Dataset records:
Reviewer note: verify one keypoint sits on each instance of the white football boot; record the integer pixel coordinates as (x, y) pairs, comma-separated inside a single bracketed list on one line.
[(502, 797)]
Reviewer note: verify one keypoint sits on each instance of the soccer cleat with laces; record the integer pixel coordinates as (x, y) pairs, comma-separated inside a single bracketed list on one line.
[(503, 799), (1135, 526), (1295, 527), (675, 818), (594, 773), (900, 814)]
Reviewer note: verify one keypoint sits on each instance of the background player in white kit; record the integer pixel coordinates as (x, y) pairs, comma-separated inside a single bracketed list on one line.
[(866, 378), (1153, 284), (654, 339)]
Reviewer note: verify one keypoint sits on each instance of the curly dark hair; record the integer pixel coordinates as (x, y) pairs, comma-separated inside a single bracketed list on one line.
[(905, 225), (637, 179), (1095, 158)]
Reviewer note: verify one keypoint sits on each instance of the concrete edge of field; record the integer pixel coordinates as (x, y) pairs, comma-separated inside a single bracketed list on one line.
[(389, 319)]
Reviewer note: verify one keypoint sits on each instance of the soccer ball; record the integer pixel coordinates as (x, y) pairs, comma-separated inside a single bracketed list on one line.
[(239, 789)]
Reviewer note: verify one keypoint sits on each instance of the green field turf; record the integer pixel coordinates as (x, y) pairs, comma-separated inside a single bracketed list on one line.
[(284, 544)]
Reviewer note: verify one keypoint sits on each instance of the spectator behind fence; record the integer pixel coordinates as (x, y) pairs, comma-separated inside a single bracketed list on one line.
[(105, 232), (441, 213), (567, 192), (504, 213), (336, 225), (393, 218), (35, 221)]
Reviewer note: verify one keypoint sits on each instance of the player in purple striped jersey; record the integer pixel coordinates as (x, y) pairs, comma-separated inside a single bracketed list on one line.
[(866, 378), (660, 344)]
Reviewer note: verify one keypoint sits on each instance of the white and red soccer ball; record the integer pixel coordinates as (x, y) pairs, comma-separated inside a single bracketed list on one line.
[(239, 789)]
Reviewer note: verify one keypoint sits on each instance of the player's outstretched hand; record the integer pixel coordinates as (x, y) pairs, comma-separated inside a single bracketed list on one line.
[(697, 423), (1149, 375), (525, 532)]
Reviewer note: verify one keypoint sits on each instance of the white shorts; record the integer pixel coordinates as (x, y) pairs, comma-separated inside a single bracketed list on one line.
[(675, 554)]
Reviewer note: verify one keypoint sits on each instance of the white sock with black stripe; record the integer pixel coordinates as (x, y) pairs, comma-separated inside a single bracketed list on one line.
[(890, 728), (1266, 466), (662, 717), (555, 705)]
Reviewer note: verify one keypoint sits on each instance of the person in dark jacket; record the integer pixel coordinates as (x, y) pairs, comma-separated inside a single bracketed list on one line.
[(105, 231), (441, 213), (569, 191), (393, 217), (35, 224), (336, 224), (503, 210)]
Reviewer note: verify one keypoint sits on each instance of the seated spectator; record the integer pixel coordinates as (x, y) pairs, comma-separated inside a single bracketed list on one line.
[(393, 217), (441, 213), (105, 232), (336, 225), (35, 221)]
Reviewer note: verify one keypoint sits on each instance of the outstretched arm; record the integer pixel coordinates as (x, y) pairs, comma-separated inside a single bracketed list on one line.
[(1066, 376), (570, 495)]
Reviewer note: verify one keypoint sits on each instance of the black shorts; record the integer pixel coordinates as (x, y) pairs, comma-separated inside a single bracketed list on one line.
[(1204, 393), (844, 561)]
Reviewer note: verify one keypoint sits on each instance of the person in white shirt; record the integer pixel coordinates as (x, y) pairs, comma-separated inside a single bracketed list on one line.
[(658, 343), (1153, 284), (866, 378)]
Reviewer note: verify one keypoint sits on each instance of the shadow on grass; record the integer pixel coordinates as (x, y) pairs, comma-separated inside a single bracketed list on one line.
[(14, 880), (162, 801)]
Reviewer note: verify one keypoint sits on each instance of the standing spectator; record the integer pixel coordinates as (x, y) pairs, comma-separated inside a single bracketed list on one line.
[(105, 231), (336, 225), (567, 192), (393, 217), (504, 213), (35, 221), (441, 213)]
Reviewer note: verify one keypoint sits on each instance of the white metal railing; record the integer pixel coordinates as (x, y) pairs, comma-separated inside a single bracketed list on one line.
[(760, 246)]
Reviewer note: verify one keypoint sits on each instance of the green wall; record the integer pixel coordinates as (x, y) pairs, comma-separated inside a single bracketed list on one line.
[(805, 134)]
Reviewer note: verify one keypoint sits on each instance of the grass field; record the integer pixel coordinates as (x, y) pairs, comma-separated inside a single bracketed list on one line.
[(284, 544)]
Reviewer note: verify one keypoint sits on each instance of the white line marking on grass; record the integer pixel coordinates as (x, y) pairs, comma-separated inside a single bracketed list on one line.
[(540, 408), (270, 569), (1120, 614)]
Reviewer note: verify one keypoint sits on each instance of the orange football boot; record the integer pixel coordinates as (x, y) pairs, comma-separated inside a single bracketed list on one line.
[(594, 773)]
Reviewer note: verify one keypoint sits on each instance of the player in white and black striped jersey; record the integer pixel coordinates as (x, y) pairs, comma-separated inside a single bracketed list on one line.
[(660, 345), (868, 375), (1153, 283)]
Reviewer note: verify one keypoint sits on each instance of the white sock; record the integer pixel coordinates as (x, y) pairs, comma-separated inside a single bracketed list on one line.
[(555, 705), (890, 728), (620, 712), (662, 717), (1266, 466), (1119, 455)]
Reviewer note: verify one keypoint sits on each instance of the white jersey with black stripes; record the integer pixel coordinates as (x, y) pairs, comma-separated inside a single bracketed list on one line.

▶ **STATED TASK**
Recopy the whole listing exactly.

▶ **RIGHT ANSWER**
Reviewer note: verify one keypoint sits on each instance of the white football boot; record the integer pixel coordinates as (x, y) pairs, comma-separated inside a single bracketed list on one line.
[(502, 797)]
Reviewer note: verify one keypoint sits on each instance of the soccer cleat with laces; record the integer pixel coordinates as (x, y) pairs, comma-separated inside a single bracketed list on one line.
[(503, 799), (1135, 526), (1295, 527), (675, 818), (594, 773), (900, 814)]
Reviewer note: verify one keypoint sits on each instance of the background player in white kit; record the integer pixel coordinates as (x, y) pairs, comma-separated inside a single bracketed list on one line.
[(866, 378), (1153, 284), (654, 339)]
Reviewer note: verify one keypoint sits on each instance of the curly dark hair; record the integer pixel coordinates as (x, y) pairs, comma-separated inside a single bracketed list on one line.
[(905, 225), (637, 179), (1095, 158)]
Reviewer note: verify one keypoint sits on each instance of the concrete edge of field; record the integer pixel coordinates as (x, y) pairs, comma-separated inside a single bracketed list on one line.
[(389, 319)]
Reviewer note: verify one keypoint sits on each instance of the soccer ball; record the integer pixel coordinates as (x, y) pairs, comma-separated inside a single bracketed list on one line.
[(239, 789)]
Reviewer note: verify one keypoint sits on each instance of the green field turf; record the integer pixel coordinates as (x, y) pairs, comma-separated inside a single bracketed list on one line.
[(284, 544)]
Reviewer note: verify one keypoint sits on each instance of the spectator behind fence; record the integer pixel coordinates as (x, y) pairs, comma-separated inside a single bracketed list on one line.
[(105, 232), (441, 213), (567, 192), (504, 213), (336, 225), (393, 218), (35, 221)]
Reviewer note: verify one keypoint sits on each instance of the player in purple striped jersey; record the integer pixel coordinates as (x, y) pairs, comma-separated inside a single bracketed list on one line.
[(866, 378), (660, 344)]
Reviewer note: verify one keypoint sits on each instance of the white and red soccer ball; record the integer pixel coordinates as (x, y) pairs, comma-separated inside a single bracketed list on one line.
[(239, 789)]
Reviewer note: verify one keypoint sits on each instance of the player's outstretched hand; record the integer pixel coordinates as (x, y) pairs, comma-separated inside a single bracketed list on one line.
[(697, 423), (1149, 375), (525, 532)]
Reviewer note: verify one keypoint sits on each instance of the white shorts; record the integer pixel coordinates as (x, y) pairs, comma-separated inside a single bracketed list on one line.
[(675, 554)]
Reviewer note: verify one keypoint sits on each instance of the white sock with black stripe; record the integer pixel coordinates as (x, y) pairs, comma-separated inside a single bracketed list on one line.
[(890, 728), (1266, 466), (662, 717), (555, 705)]
Reviewer note: verify one keypoint sits on each instance of the person in dark jacket; record the integer pixel coordinates as (x, y) pairs, comma-separated inside a single bracketed list on one line.
[(105, 231), (441, 213), (569, 191), (393, 217), (35, 224), (336, 224), (503, 210)]
Reviewer note: verify one keypoint sits on each instance of the seated spectator; record the integer pixel coordinates as (x, y) pairs, comma-separated inside a single bracketed list on one line.
[(393, 217), (441, 213), (105, 232), (336, 225), (35, 221)]
Reviewer note: verify one keypoint sits on each instance of the outstretched arm; record the integer pixel coordinates as (x, y) pairs, comma-separated inside a single bracketed list on one line.
[(1066, 376), (570, 495)]
Reviewer note: verify one keypoint sits on each instance of the black shorts; record the integer pixel coordinates as (x, y) pairs, comma-separated inside a single bracketed list on one line.
[(1204, 393), (844, 561)]
Reviewer note: verify one keypoint sits on each instance of the person in white shirt; record the integer pixel coordinates as (x, y) pairs, comma-separated inside a single bracketed list on one line.
[(658, 343), (1153, 284), (866, 378)]
Reviewer note: verify one keypoint sits on each instance of the shadow on grass; record the integer pixel coordinates as (x, y) pairs, comma-separated inside a single bracketed list on one line.
[(14, 880), (162, 801)]
Reviewer note: verify one keypoint sits on each instance of the standing spectator; record the integer pixel coordinates as (x, y) pairs, comma-separated inside a single bracketed list on one line.
[(105, 231), (336, 225), (567, 192), (393, 217), (504, 213), (35, 221), (441, 213)]
Reviewer note: verify one keypoint sits on each instance of the white metal railing; record the integer pixel coordinates as (x, y) pairs, comma-separated inside a single bracketed list on one line.
[(760, 246)]
Reviewer note: verify one keypoint sits on each instance of the green wall; record the integer pixel coordinates as (x, y) pairs, comma-separated inside a single bracketed list on one line.
[(805, 134)]
Reviewer note: verify one keypoint sits on each instance of the grass field; record the integer pixel coordinates as (x, y) pairs, comma-separated inside a single bracketed list on one line.
[(284, 544)]
Reviewer note: verify one keypoint sits on each instance of the white line marking on grass; record the integer pixel coordinates as (x, y) pairs, comma-separated inside a single bracketed list on one line.
[(540, 408), (270, 569), (1120, 614)]
Reviewer note: verify one keypoint sits on each instance of the orange football boot; record the integer pixel coordinates as (x, y) pairs, comma-separated inside a single bracketed list on one line.
[(594, 773)]
Reviewer note: verify one keypoint sits on each instance of the player in white and black striped jersey; record the integer pixel coordinates as (x, y) pairs, comma-separated inside a single bracketed list on one line.
[(660, 345), (868, 375), (1153, 283)]
Reviewer note: verify one keypoint sits on each instance of the white sock; record the integer pixel coordinates as (x, y) pairs, comma-separated inside a single bracketed list on one line.
[(555, 705), (890, 728), (620, 712), (662, 717), (1266, 466), (1119, 455)]
Reviewer note: verify one keypoint sits on each instance of the white jersey with black stripes; record the integer pixel coordinates as (x, y) pairs, comma-separated inside a single bracketed list on one line.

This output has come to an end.